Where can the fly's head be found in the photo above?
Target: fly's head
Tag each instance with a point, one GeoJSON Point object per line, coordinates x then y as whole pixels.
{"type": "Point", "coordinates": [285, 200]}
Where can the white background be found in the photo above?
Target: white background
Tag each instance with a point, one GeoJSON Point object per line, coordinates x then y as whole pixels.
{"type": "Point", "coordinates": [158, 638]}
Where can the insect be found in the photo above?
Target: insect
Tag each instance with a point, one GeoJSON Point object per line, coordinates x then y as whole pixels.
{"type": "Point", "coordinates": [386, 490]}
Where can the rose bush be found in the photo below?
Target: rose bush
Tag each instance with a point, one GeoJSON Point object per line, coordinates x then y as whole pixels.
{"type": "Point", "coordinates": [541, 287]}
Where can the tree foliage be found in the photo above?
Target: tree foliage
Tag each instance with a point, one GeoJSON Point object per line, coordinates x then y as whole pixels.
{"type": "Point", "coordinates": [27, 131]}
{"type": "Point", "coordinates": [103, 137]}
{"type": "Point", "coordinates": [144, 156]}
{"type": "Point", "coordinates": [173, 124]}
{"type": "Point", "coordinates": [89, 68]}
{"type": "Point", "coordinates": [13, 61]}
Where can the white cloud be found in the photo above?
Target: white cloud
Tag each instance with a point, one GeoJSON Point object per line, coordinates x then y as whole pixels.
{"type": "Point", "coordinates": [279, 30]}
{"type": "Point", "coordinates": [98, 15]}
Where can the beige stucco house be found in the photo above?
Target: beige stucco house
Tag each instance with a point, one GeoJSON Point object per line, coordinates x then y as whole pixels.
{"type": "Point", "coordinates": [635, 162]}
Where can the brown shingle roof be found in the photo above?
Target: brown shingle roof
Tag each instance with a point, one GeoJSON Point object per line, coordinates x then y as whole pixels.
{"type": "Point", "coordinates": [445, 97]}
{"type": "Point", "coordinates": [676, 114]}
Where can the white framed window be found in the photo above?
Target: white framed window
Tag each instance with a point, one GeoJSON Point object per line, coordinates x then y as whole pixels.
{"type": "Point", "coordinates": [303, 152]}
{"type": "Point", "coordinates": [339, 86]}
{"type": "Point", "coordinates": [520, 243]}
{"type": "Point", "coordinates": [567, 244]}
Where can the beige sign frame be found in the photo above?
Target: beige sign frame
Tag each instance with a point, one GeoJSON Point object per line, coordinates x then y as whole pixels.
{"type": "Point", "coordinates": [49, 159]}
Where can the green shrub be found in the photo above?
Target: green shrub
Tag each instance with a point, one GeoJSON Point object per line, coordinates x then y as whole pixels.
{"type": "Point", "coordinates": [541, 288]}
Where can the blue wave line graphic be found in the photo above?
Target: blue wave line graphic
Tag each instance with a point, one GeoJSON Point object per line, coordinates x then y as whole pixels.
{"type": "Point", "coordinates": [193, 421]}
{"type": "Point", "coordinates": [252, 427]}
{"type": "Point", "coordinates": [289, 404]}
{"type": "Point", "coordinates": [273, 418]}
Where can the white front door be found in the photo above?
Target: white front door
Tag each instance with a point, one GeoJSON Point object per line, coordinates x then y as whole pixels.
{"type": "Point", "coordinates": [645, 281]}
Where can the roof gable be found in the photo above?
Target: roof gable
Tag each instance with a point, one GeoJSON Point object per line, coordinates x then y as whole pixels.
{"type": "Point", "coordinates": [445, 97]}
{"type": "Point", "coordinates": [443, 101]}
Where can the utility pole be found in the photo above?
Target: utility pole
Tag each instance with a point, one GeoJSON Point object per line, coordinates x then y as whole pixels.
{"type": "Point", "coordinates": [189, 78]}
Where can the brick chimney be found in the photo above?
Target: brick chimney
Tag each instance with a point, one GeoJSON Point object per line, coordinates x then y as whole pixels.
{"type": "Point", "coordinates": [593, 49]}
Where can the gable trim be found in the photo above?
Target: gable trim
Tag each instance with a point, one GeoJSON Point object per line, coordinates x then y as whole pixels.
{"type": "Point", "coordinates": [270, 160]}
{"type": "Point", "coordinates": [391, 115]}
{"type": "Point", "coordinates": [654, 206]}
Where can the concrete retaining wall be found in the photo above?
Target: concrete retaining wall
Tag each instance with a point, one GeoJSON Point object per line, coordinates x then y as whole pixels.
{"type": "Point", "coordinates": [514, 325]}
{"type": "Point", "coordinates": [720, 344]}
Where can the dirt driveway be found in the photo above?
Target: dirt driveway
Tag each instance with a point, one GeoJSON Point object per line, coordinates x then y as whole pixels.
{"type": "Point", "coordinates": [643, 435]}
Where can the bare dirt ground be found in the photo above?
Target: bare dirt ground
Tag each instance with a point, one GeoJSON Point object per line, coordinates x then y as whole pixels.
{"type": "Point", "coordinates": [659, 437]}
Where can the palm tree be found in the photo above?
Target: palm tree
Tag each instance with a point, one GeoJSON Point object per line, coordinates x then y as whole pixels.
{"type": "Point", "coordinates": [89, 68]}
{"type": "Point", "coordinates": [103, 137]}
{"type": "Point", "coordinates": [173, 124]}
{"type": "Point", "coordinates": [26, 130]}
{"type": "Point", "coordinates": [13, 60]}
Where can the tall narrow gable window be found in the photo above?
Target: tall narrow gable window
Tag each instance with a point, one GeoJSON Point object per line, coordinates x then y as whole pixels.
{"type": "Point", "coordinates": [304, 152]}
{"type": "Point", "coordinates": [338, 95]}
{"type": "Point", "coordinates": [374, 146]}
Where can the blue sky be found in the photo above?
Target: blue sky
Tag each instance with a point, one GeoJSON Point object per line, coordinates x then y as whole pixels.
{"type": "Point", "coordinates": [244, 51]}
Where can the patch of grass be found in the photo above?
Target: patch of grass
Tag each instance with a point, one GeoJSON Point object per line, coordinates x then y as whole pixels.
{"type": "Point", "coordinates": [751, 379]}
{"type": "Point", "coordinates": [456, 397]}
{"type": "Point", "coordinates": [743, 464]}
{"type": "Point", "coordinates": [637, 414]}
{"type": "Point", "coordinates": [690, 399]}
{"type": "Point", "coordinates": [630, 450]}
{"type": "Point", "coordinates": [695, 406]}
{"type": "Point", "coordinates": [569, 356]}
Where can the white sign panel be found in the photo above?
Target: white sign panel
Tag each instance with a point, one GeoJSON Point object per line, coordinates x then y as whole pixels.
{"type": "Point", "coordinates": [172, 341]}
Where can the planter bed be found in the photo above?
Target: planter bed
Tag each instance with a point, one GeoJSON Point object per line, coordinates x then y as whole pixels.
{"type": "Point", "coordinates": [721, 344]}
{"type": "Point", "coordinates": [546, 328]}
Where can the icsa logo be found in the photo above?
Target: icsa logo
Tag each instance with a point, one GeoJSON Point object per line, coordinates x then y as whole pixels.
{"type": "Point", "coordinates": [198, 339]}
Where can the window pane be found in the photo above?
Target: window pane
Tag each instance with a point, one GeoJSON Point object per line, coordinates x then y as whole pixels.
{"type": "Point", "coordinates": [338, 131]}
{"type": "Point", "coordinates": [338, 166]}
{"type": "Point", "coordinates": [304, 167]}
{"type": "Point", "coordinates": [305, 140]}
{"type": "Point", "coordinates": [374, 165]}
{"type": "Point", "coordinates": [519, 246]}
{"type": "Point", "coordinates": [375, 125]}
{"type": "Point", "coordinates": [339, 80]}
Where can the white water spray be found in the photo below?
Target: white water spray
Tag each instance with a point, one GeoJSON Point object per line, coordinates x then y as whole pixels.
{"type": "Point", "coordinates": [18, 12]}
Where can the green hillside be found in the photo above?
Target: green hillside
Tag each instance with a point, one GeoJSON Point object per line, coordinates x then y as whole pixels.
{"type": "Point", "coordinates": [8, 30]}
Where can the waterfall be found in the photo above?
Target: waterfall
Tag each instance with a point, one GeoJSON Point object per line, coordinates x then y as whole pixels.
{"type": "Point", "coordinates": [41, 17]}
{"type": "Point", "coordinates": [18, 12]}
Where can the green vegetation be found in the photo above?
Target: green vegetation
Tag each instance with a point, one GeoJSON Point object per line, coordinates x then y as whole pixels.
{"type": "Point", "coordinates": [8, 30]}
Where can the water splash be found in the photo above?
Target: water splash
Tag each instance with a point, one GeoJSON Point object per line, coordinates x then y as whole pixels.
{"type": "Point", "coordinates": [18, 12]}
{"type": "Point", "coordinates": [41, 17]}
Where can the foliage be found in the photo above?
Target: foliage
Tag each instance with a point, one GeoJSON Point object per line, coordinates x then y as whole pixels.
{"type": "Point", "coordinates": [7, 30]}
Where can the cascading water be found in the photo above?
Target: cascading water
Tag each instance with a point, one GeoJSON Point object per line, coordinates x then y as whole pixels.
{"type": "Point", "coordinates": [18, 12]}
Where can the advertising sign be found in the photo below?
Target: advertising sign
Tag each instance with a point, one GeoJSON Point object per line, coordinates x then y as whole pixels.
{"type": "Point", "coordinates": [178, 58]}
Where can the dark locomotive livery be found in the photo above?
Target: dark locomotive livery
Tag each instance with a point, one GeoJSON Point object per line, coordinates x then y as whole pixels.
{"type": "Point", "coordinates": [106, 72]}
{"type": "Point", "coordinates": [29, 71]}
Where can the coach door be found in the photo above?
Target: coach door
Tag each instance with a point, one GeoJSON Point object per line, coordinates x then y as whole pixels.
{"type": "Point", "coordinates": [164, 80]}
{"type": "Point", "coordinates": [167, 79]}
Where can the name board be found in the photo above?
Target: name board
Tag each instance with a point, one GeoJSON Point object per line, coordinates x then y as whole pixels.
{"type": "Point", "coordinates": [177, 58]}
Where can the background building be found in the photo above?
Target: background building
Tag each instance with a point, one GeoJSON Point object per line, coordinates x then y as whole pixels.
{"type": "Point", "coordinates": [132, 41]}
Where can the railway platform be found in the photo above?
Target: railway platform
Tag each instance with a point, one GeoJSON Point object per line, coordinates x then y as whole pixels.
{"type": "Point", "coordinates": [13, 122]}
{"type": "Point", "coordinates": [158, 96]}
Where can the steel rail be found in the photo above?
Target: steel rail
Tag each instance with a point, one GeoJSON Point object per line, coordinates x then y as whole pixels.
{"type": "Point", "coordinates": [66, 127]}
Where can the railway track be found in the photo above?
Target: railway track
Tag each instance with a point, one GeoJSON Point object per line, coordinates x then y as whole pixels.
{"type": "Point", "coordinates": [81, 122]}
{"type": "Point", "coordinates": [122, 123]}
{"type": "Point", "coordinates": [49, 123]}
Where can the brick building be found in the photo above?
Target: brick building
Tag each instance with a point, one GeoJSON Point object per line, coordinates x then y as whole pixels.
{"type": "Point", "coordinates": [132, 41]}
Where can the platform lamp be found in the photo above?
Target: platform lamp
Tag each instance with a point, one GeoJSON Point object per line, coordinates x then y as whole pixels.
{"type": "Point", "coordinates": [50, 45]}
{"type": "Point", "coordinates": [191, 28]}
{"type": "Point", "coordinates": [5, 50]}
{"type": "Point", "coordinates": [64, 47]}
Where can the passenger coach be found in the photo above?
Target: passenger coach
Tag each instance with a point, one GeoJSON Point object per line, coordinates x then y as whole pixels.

+---+

Task to complete
Rewrite the entries from the line containing "Where can the brick building" through the end of the entries, replacing "platform lamp" with "station lamp" and leaving everything else unchanged. Give only those lines.

Problem solution
Where can the brick building be found in the photo above?
Target: brick building
Tag each instance with a point, one GeoJSON Point object per line, coordinates x then y as whole pixels.
{"type": "Point", "coordinates": [132, 41]}
Where can the station lamp be found in the photo above?
Target: station lamp
Tag each instance with a point, one GeoJSON Point object per line, coordinates x then y as whole pixels.
{"type": "Point", "coordinates": [50, 45]}
{"type": "Point", "coordinates": [191, 28]}
{"type": "Point", "coordinates": [5, 50]}
{"type": "Point", "coordinates": [64, 47]}
Where can the passenger coach be found in the photo above?
Target: passenger coach
Tag each instance with a point, one GeoJSON Point object per line, coordinates x then y as whole pixels.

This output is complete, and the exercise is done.